Extract =>
-- begin --
Below is the core implementation, which can be copied into the respective files. The component expects a JSON string as input provided by the YOLO Executor component, projects bounding boxes into 3D based on camera height and field of view, and outputs a CartesianState for robot control.

yolo_to_marker.py

import state_representation as sr
from modulo_components.lifecycle_component import LifecycleComponent
from std_msgs.msg import String
from modulo_core import EncodedState
import clproto
import json
import numpy as np

from rclpy.duration import Duration
from copy import deepcopy

class YoloToMarker(LifecycleComponent):
    def __init__(self, node_name: str, *args, **kwargs):
        super().__init__(node_name, *args, **kwargs)
        # inputs
        self.json_input = ""
        self.add_input("json_input", "json_input", String)

        # outputs
        self._marker_pose = sr.CartesianPose("object", "camera_frame") #pose with name object, referenced to camera frame
        self.add_output("marker_pose", "_marker_pose", EncodedState)

        # parameters
        self.to_find = 'person'
        self.fov = [69, 42]
        self.image_size = [480, 840]
        self.object_distance = 0.6
        
        self.add_parameter(sr.Parameter("to_find", 'person', sr.ParameterType.STRING), "thing to find and track")
        self.add_parameter(sr.Parameter("fov", [69.0, 42.0], sr.ParameterType.DOUBLE_ARRAY), "Camera FoV in X")
        self.add_parameter(sr.Parameter("image_size", [480, 840], sr.ParameterType.DOUBLE_ARRAY), "Size of image (pixels)")
        self.add_parameter(sr.Parameter("object_distance", 0.6, sr.ParameterType.DOUBLE), "Target position (Z)")
    
    def on_configure_callback(self) -> bool:
        # configuration steps before running
        self.fov = self.get_parameter_value("fov")
        self.fov = np.radians(np.asarray(self.fov))

        self.object_distance = self.get_parameter_value("object_distance")
        return True

    def __centre_pt_to_position(self, xy):
        # function to find find the 3d position of an object based on position in the image.
        image_size = np.asarray(self.image_size)
        ratio = np.clip((xy - image_size / 2) / (image_size / 2), -1, 1)

        position = ratio * self.object_distance * np.tan(self.fov/2)    

        position = (np.append(position, self.object_distance)).reshape((3,1))
        return position
    
    def on_step_callback(self):
        try:
            data = json.loads(self.json_input)['detections']
            # self.get_logger().info(data)

            position = {}
            for i, detection in enumerate(data):
                centre_of_bbox = np.asarray([
                    (detection['x_min'] + detection['x_max']) / 2,
                    (detection['y_min'] + detection['y_max']) / 2
                ])
                position_key = f"{detection['class_name']}"
                position[position_key] = self.__centre_pt_to_position(centre_of_bbox)
            
            self.get_logger().info(f'{position}')   

            # output pose of target object
            to_find = self.get_parameter_value("to_find")
            if to_find in position:
                self._marker_pose.set_position(position[to_find])

        except Exception as e:
            self.get_logger().error(f'Error in on_step_callback: {e}')
-- end --
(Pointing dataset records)
-- begin --
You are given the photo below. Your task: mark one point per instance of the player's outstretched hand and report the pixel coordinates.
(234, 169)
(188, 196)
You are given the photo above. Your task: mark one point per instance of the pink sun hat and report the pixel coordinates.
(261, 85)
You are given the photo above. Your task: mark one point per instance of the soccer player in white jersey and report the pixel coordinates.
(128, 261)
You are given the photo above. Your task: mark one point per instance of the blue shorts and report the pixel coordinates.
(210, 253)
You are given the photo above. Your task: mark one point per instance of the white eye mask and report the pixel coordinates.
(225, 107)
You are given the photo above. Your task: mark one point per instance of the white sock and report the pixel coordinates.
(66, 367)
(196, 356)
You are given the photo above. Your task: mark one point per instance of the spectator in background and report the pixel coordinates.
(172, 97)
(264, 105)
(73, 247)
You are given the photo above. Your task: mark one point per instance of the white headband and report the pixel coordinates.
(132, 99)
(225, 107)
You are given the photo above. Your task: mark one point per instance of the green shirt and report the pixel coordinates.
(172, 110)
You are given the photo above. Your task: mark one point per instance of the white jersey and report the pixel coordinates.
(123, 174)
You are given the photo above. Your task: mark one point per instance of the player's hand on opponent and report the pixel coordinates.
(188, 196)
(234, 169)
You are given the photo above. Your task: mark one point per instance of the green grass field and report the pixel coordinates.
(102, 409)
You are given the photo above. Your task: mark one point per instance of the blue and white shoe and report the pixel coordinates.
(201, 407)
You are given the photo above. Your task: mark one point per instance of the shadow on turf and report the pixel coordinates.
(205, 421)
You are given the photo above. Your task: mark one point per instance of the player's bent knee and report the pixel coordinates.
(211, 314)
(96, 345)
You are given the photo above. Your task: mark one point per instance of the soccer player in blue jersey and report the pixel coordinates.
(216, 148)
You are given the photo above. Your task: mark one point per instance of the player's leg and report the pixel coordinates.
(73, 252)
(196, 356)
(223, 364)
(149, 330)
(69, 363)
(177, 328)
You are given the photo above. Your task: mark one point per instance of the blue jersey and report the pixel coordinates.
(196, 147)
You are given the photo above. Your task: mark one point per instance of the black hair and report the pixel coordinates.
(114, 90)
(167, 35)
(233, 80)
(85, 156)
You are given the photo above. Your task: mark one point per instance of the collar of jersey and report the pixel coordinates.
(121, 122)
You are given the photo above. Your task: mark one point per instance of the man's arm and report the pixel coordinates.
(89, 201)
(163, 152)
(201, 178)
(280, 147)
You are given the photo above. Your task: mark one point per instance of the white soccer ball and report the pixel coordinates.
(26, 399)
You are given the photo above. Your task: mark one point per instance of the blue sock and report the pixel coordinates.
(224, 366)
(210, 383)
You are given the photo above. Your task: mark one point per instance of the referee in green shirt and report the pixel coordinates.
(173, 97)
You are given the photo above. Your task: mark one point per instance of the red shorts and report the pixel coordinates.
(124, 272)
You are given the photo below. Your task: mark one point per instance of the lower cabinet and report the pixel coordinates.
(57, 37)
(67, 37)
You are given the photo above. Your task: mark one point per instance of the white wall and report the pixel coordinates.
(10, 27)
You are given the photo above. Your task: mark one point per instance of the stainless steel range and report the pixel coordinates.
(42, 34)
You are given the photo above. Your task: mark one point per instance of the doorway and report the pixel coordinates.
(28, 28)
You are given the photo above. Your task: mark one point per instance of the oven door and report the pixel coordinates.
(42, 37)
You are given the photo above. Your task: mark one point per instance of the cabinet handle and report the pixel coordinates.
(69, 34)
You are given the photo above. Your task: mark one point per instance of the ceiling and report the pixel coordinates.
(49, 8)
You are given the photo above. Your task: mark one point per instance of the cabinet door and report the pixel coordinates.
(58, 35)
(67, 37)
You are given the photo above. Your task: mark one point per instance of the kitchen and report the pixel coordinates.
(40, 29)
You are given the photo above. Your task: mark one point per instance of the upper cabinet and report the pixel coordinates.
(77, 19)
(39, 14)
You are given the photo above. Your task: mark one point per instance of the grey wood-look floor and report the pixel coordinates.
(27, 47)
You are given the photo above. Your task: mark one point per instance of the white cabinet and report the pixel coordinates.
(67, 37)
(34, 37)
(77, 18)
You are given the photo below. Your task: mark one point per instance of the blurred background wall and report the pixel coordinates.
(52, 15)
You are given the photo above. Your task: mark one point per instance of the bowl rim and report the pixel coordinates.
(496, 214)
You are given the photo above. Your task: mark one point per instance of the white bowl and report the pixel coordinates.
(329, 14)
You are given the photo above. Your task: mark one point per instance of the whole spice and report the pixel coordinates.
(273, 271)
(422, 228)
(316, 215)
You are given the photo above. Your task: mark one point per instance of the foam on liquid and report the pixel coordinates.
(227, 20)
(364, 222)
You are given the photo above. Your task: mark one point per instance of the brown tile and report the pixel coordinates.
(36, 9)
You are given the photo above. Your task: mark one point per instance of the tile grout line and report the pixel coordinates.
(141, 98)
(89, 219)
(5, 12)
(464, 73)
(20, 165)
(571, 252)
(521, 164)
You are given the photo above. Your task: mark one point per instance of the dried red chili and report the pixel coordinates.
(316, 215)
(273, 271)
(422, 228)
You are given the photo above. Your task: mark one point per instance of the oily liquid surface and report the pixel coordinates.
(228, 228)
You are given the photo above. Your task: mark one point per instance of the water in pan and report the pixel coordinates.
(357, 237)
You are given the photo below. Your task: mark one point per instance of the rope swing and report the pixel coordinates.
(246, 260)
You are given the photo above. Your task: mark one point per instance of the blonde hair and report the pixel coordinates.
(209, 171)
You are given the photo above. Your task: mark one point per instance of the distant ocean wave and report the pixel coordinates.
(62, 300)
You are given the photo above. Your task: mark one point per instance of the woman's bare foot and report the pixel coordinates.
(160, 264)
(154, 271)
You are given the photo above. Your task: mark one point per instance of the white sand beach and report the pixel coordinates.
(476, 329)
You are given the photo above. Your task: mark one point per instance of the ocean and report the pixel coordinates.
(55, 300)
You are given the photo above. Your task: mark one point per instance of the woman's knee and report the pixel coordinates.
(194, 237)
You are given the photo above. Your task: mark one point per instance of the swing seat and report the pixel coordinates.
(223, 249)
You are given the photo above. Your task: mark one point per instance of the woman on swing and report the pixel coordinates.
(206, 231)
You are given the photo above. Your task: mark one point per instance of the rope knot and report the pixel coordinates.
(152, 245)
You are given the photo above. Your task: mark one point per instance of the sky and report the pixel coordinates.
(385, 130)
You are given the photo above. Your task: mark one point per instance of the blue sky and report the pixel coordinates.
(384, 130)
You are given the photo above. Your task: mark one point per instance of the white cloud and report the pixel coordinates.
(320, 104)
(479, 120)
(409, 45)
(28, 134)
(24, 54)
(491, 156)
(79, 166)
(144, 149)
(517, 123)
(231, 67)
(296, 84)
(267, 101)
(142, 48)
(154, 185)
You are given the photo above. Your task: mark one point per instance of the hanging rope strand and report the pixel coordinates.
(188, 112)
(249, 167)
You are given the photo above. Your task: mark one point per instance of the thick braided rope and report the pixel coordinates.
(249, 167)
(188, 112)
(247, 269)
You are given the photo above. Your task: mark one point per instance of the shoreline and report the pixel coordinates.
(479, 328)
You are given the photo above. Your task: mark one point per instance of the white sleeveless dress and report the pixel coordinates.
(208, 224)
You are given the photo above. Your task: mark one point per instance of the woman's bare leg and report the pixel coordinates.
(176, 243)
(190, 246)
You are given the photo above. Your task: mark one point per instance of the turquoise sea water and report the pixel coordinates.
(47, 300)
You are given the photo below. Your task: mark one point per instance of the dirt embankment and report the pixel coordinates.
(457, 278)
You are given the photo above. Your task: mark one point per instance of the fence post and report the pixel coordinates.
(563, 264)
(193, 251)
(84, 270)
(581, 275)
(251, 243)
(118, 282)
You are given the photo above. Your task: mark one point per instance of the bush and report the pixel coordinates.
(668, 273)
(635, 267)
-- end --
Stated goal A => Name each parameter that the YOLO-to-marker code registers with add_parameter, along with the default value given there.
Stated goal B => Proceed with the YOLO-to-marker code write-up, picking up right after its final line.
This data has no connection to the YOLO-to-marker code.

Exercise output A =>
- to_find: 'person'
- fov: [69.0, 42.0]
- image_size: [480, 840]
- object_distance: 0.6

Exercise output B =>
yolo_to_marker.json

{
  "$schema": "https://docs.aica.tech/schemas/1-1-1/component.schema.json",
  "name": "YOLO to marker",
  "description": {
    "brief": "Reads bounding boxes and outputs an interactive marker",
    "details": "This component receives YOLO object detection outputs in JSON format, identifies a specified target object, and converts its bounding box coordinates into a 3D Cartesian pose relative to the camera frame. The pose is computed assuming a fixed distance from the camera and using the camera's field of view and image resolution. If the target object is detected, its 3D position is output as an interactive marker pose."
  },
  "registration": "component_utils::YoloToMarker",
  "inherits": "modulo_components::LifecycleComponent",
  "inputs": [
    {
      "display_name": "Json Input",
      "description": "Bounding boxes from YOLO model",
      "signal_name": "json_input",
      "signal_type": "string"
    }
  ],
  "outputs": [
    {
      "display_name": "Pose Command",
      "description": "The pose command",
      "signal_name": "marker_pose",
      "signal_type": "cartesian_state"
    }
  ],
  "parameters": [
    {
      "display_name": "Object to Track",
      "description": "The name of the object to track, matching a class from the YOLO model.",
      "parameter_name": "to_find",
      "parameter_type": "string",
      "default_value": "person"
    },
    {
      "display_name": "Field of View (FoV)",
      "description": "Camera field of view in degrees [horizontal, vertical]",
      "parameter_name": "fov",
      "parameter_type": "double_array",
      "default_value": [
        69.0,
        42.0
      ]
    },
    {
      "display_name": "Image Size",
      "description": "Image resolution [width, height] in pixels",
      "parameter_name": "image_size",
      "parameter_type": "double_array",
      "default_value": [
        480,
        840
      ]
    },
    {
      "display_name": "Object Distance",
      "description": "Assumed distance from the camera to the object in meters",
      "parameter_name": "object_distance",
      "parameter_type": "double",
      "default_value": 0.6,
      "dynamic": true
    }
  ]
}

Enter the component folder in terminal and run

docker build -f aica-package.toml -t objectdetection .

Next, edit the AICA Launcher configuration and enter objectdetection under Custom Packages. After launching, you should see the Component Utils package listed in the "Add Component" menu and be able to add the custom YOLO to Marker component.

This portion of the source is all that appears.